- **YOUR TASK**: Type out every line of the data again, exactly.

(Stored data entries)
=== Begin Enclosure ===

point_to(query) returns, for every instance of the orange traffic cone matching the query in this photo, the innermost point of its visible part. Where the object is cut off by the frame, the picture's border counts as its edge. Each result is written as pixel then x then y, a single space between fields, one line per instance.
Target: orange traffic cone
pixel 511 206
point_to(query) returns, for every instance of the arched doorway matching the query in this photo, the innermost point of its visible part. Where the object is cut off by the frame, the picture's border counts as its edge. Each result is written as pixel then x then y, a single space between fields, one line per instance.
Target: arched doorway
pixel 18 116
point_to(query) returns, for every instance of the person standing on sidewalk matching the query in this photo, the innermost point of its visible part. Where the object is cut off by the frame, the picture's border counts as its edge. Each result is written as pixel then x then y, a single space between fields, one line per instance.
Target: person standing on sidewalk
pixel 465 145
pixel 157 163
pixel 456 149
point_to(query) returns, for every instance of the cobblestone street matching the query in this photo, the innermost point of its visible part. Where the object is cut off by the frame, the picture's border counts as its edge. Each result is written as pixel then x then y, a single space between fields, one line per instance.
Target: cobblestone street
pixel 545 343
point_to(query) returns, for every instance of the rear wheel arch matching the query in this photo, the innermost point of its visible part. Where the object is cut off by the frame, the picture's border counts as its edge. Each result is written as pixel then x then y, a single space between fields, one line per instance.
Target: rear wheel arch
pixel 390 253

=== End Enclosure ===

- **OUTPUT**:
point_to(query) returns, for every instance of the orange traffic cone matching the query in this photo, the innermost point of its visible part. Where the object is cut off by the frame, the picture's border counts as its edge. Each result is written as pixel then x then y, a single space between fields, one line per instance.
Target: orange traffic cone
pixel 511 206
point_to(query) returns, for every instance of the arched doorway matching the query in this photo, the innermost point of its visible part. Where the object is cut off by the frame, the picture's border counts as its edge. Each result is written as pixel then x then y, a single space between fields, one line per instance.
Target: arched doorway
pixel 18 116
point_to(query) returns, for every instance of the person standing on sidewalk matching the query in this photo, the innermost point of its visible part. Where the object is cut off by the frame, the picture's border counts as its edge. Each result is written as pixel then x then y, a single space between fields, one line per instance.
Target: person standing on sidewalk
pixel 465 145
pixel 157 163
pixel 456 149
point_to(query) returns, for every instance of the cobblestone street matching the query in this photo, the innermost point of its visible part. Where the object is cut off by the frame, the picture's border counts as its edge. Each result is written as pixel then x then y, a single space between fields, one line per instance.
Target: cobblestone street
pixel 545 343
point_to(query) returns, for every instance of the rear wheel arch matching the query in this photo, the innermost point of its visible part. Where the object is cut off by the frame, the picture's border counts as its edge. Each result is written as pixel then x then y, a single space between fields, one line per instance.
Target: rear wheel arch
pixel 390 253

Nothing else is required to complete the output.